(STATED TASK): Recast the stretch from the line containing "# test: pointer marks the beige" through the line containing "Query: beige area rug" as a Markdown table with the columns Row and Line. Skip blank lines, and leave the pictures out.

(SUPPLIED DATA):
'''

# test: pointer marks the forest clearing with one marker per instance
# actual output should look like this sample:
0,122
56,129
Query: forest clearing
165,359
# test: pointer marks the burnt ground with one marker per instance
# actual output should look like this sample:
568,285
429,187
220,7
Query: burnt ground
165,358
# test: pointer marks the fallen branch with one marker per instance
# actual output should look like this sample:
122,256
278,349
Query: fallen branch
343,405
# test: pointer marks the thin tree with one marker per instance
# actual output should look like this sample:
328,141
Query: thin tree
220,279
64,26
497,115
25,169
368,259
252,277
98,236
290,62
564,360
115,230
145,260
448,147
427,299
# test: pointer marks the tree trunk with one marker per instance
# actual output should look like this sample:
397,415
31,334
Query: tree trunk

'''
'''

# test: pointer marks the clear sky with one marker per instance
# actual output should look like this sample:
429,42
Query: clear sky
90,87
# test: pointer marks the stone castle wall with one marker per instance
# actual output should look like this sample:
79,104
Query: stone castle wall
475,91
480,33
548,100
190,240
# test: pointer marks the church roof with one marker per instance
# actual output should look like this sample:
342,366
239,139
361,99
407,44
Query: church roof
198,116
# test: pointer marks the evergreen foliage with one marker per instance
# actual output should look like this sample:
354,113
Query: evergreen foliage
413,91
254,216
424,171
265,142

'''
'''

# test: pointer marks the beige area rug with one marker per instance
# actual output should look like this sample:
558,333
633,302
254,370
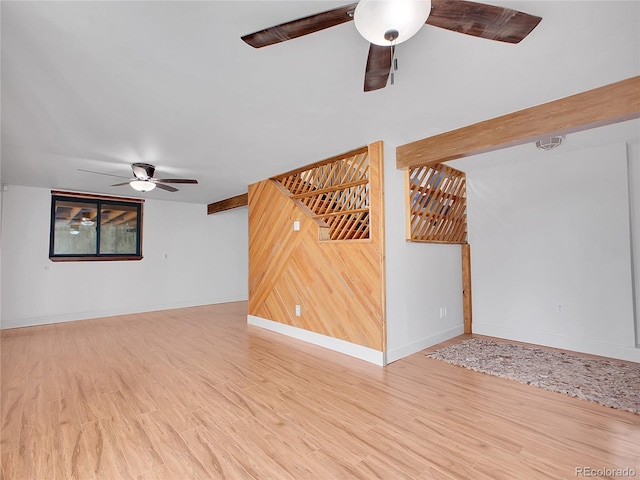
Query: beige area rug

'''

(CORRECT ANSWER):
| Row | Line |
|---|---|
| 1 | # test: pointer marks the beige area rug with one marker per instance |
| 2 | # actual output should look like this sample: |
| 3 | 558,333 |
| 4 | 633,302 |
| 5 | 254,370 |
| 6 | Query: beige area rug |